▼

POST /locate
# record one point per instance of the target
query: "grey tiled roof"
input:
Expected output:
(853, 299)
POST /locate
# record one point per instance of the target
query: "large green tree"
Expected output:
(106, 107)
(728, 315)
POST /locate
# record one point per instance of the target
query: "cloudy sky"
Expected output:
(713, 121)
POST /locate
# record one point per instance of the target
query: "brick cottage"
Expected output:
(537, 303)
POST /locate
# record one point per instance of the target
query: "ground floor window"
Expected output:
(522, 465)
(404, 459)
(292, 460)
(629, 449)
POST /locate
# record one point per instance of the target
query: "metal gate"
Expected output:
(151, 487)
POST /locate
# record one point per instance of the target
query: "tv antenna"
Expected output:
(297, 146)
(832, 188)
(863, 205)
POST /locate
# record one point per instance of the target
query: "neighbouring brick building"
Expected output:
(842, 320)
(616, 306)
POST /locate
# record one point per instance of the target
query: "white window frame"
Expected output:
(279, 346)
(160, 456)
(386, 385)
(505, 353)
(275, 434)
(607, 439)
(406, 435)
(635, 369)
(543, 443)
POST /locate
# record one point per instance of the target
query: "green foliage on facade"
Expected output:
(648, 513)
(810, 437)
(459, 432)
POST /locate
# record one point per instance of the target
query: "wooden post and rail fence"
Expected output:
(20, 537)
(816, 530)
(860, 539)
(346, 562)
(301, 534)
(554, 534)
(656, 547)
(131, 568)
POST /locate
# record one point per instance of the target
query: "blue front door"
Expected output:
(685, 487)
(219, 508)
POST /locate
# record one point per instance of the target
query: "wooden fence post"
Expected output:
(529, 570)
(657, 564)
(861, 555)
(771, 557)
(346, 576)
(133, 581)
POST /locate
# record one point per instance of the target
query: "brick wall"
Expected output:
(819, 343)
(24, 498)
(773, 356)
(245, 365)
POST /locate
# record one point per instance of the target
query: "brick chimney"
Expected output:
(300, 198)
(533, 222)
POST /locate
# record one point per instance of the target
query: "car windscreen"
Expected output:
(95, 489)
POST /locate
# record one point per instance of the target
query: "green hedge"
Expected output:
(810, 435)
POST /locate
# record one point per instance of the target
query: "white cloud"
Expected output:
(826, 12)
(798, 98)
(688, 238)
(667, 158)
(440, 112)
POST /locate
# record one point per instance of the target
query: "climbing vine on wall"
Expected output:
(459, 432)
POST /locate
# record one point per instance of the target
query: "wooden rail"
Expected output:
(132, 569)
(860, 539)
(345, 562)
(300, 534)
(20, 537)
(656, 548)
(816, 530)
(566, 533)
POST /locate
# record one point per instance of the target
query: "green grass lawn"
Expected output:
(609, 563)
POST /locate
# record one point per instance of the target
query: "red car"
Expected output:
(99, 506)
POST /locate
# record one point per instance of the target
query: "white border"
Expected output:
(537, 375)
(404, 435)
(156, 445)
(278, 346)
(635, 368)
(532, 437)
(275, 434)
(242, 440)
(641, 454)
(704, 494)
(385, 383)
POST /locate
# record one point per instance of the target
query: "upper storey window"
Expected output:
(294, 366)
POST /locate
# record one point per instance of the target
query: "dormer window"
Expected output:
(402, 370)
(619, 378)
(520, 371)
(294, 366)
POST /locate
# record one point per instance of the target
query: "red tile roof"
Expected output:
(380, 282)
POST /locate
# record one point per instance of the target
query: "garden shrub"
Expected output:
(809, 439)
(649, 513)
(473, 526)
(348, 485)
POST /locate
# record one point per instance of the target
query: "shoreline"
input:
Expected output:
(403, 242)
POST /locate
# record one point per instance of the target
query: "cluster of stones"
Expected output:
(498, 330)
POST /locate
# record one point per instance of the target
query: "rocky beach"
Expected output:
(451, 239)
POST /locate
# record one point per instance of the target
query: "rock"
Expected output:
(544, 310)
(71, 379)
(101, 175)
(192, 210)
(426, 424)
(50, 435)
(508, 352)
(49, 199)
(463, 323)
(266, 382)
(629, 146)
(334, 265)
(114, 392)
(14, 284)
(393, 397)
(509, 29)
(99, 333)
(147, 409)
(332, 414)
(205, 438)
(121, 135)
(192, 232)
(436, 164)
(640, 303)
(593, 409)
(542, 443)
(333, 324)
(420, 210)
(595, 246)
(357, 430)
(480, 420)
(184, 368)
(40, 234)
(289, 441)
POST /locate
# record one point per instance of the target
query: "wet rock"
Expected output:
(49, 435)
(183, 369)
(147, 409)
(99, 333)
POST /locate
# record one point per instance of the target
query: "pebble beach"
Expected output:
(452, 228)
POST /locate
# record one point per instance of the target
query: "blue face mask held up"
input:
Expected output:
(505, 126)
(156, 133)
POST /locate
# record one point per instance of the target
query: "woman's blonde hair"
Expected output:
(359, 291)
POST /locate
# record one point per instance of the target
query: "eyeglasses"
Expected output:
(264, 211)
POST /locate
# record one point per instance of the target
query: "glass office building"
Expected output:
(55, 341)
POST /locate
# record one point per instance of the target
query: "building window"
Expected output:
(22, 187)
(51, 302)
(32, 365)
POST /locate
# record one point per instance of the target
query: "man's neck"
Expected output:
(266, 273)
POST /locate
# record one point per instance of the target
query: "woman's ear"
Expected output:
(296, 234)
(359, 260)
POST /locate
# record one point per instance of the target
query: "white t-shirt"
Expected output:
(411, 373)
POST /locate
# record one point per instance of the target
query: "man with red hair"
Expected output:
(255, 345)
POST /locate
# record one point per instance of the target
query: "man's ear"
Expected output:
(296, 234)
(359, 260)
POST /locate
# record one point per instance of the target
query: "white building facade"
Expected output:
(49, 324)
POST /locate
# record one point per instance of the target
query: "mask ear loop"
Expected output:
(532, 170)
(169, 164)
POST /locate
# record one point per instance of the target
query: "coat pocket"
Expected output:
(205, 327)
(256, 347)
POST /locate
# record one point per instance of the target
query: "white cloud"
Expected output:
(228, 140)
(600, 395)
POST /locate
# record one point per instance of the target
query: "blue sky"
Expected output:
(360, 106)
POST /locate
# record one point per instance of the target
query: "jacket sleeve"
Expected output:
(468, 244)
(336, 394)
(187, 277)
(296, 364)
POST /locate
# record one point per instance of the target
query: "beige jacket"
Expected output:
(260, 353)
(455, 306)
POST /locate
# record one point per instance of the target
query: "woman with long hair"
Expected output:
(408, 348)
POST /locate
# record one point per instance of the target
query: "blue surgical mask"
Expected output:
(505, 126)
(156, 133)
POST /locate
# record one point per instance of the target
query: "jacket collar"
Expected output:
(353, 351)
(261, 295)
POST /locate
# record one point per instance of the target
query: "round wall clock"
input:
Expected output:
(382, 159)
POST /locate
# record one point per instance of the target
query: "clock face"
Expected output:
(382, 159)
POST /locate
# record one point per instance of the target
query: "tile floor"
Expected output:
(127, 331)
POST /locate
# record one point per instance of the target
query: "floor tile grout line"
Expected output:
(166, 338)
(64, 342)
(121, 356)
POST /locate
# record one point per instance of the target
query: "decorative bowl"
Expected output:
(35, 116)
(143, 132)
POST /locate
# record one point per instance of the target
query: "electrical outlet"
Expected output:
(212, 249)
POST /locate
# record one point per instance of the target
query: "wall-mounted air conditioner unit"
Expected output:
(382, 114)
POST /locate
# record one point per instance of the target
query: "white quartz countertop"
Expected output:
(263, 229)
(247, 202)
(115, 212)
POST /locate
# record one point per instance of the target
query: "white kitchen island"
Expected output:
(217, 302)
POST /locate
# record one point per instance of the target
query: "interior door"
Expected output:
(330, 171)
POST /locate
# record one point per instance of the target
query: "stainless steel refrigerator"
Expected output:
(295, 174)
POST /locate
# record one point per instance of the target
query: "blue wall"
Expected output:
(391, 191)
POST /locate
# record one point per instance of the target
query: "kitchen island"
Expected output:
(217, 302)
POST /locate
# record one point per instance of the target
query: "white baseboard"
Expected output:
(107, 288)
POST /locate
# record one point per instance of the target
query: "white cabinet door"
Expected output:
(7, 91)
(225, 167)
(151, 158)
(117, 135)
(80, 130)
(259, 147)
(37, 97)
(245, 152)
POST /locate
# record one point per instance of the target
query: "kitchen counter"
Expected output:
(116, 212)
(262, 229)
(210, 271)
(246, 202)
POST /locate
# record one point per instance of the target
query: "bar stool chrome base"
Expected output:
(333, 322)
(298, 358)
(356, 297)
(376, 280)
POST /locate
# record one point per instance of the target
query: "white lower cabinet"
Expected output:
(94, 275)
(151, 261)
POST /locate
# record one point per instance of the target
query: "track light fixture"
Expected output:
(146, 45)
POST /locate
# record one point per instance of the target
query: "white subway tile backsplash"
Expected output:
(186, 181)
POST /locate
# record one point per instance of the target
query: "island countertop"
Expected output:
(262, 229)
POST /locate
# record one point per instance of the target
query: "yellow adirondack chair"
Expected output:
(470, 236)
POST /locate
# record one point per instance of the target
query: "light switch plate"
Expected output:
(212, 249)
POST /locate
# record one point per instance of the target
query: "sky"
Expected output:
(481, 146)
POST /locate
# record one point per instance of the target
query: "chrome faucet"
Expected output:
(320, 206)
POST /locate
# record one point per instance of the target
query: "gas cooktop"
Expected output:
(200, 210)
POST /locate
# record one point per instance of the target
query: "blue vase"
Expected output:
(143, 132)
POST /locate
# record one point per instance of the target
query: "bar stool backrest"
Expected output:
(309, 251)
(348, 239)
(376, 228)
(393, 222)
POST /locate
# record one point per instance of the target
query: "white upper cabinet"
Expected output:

▲

BRIEF => Copy each line of the listing above that contains the string "light", matching case exactly.

SOLUTION TO THIS EXERCISE =>
query: "track light fixture"
query: "light switch plate"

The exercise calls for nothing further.